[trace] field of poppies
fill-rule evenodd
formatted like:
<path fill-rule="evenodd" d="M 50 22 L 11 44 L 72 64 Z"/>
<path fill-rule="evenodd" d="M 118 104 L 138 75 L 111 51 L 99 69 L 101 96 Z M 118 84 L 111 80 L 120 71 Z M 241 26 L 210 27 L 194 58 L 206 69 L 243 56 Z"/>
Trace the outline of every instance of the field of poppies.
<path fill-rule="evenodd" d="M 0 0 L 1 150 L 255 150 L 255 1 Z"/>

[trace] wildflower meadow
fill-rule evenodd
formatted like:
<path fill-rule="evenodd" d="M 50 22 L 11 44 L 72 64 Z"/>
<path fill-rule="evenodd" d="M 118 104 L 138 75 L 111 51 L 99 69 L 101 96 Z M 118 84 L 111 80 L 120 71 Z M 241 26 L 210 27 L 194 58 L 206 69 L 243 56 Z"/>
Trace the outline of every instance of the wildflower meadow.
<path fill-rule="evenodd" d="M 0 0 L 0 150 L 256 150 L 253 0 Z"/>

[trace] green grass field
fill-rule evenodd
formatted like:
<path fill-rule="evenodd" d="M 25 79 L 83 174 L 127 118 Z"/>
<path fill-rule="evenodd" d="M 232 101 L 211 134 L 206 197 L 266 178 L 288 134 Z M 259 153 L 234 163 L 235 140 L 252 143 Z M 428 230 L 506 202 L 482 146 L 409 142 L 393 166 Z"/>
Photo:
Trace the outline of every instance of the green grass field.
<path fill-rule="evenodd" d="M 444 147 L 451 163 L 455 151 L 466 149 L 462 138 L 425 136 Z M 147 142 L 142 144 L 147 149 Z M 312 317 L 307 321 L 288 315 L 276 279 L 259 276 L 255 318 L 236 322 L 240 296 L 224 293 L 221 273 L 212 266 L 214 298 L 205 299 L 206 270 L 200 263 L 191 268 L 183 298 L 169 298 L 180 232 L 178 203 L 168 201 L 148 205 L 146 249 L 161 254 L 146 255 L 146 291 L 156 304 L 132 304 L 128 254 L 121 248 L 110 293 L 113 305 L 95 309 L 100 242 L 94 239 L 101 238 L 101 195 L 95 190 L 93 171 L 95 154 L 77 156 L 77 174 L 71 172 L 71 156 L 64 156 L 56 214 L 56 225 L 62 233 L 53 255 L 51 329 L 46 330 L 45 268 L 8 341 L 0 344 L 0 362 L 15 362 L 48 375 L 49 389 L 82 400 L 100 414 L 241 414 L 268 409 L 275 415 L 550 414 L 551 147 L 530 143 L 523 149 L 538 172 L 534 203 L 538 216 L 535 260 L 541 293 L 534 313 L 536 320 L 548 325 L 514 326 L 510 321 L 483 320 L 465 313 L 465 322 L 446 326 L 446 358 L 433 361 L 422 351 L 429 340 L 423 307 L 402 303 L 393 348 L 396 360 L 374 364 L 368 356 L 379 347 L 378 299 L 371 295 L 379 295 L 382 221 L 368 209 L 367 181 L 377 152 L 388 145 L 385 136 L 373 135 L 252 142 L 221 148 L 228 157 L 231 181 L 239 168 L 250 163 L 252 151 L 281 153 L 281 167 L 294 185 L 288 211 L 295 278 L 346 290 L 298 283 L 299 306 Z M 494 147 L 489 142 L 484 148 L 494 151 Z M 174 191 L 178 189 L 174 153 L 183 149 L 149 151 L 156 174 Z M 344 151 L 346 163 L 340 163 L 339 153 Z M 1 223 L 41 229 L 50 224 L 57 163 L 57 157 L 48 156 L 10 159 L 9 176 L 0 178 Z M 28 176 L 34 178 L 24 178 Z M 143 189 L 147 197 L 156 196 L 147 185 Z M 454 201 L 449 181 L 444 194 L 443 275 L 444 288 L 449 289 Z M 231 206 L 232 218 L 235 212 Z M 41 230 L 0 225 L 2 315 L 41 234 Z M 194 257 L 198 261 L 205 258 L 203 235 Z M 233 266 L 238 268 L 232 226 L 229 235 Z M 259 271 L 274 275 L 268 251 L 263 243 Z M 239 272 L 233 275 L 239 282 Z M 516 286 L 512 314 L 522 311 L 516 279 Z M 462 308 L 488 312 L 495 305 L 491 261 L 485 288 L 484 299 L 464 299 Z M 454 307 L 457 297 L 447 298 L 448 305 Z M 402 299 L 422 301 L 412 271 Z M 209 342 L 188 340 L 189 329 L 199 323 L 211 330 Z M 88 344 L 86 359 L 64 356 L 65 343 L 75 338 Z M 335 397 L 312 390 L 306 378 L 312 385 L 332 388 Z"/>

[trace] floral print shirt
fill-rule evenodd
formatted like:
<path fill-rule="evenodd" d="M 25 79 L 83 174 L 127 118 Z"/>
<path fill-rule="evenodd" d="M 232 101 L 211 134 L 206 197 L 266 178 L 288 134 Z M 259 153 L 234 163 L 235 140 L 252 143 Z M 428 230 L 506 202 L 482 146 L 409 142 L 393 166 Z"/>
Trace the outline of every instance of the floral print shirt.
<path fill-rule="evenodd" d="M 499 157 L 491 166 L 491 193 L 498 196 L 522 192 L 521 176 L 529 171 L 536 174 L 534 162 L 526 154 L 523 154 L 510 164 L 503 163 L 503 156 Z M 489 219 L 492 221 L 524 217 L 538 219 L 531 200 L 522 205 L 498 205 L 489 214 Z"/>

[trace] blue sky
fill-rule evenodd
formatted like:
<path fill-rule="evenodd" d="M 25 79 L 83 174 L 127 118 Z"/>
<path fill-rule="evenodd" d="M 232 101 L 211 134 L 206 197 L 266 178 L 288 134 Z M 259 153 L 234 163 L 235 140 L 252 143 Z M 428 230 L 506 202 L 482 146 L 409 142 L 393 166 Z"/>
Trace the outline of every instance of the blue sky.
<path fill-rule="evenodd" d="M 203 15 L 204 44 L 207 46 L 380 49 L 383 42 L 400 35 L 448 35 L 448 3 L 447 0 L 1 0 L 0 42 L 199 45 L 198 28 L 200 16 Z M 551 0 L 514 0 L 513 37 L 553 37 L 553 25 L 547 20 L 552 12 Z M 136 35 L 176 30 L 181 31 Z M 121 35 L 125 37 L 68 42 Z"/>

■ **SET PROBLEM**
Starting with the line that contains "[trace] floral print shirt", repeat each line through the last one exactly as it appears. Include both ends and nothing more.

■ **THE COMPLETED TASK**
[trace] floral print shirt
fill-rule evenodd
formatted like:
<path fill-rule="evenodd" d="M 25 79 L 83 174 L 127 118 Z"/>
<path fill-rule="evenodd" d="M 232 101 L 211 134 L 206 197 L 266 178 L 288 134 Z M 259 153 L 234 163 L 235 140 L 252 143 Z M 428 230 L 506 202 L 482 146 L 409 142 L 393 166 Z"/>
Trace the outline of every instance of the floral print shirt.
<path fill-rule="evenodd" d="M 499 157 L 491 166 L 491 193 L 498 196 L 522 192 L 521 176 L 529 171 L 536 174 L 534 162 L 526 154 L 523 154 L 510 164 L 503 163 L 503 156 Z M 489 219 L 492 221 L 524 217 L 538 219 L 531 200 L 522 205 L 498 205 L 489 214 Z"/>

[trace] blue sky
fill-rule evenodd
formatted like:
<path fill-rule="evenodd" d="M 25 79 L 83 174 L 127 118 Z"/>
<path fill-rule="evenodd" d="M 232 101 L 211 134 L 206 197 L 266 178 L 288 134 Z M 259 153 L 234 163 L 235 140 L 252 143 Z M 428 230 L 506 202 L 482 146 L 409 142 L 393 166 Z"/>
Trace the outline of every instance of the blue sky.
<path fill-rule="evenodd" d="M 203 15 L 204 44 L 207 46 L 380 49 L 383 42 L 400 35 L 448 35 L 448 3 L 447 0 L 1 0 L 0 42 L 199 45 L 198 28 L 200 16 Z M 551 0 L 514 0 L 513 37 L 553 37 L 553 25 L 547 20 L 552 12 Z M 136 35 L 176 30 L 181 31 Z M 121 35 L 125 37 L 68 42 Z"/>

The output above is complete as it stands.